— Start Listing —
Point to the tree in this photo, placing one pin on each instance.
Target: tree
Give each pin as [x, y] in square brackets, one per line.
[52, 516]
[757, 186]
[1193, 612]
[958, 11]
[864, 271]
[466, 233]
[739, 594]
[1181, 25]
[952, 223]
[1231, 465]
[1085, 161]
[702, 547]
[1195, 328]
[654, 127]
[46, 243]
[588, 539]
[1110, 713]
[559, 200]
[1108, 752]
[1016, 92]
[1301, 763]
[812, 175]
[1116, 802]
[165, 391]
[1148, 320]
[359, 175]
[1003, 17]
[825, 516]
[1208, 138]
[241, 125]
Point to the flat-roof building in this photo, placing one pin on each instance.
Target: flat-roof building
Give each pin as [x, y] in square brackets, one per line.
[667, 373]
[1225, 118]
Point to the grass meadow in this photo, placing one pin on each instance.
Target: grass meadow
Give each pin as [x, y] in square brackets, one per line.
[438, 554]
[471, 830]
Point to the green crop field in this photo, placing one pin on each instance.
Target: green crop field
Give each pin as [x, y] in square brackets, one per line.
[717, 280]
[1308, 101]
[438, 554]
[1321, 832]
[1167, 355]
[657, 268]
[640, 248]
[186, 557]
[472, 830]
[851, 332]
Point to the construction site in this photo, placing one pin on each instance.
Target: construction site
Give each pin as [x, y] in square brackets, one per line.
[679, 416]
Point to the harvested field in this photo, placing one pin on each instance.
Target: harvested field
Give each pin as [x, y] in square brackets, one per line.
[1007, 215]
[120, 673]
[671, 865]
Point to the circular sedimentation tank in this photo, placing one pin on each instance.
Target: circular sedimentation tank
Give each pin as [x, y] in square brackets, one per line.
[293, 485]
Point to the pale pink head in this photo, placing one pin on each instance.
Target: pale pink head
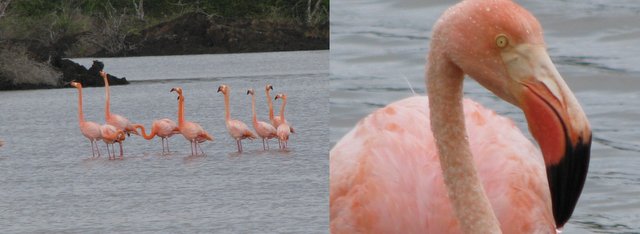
— End Listing —
• **Exercise objective**: Give the part of the records from the line containing "Point to the construction" through their end as a numbered list, dropping any blank lines and omitting the pictures.

• **Result of this exercise**:
1. Point to the construction site in this photo, placing one pin on each instance.
2. Target: construction site
3. Give each pin as [x, y] in square brackets, one per line.
4. [679, 416]
5. Point to the harvested field in this photo, placing one pin on each instance.
6. Target: harvested field
7. Give each pin as [x, y] in square brackets, one per line.
8. [1007, 215]
9. [120, 673]
10. [671, 865]
11. Point to the circular sedimentation tank in this photo, placing one pin on each instance.
12. Target: circular sedimentation tank
13. Give each pin as [x, y] in square brackets, one per line.
14. [293, 485]
15. Point to the pale pink head in this photo, placing one pin on each instance.
16. Target: pale pink head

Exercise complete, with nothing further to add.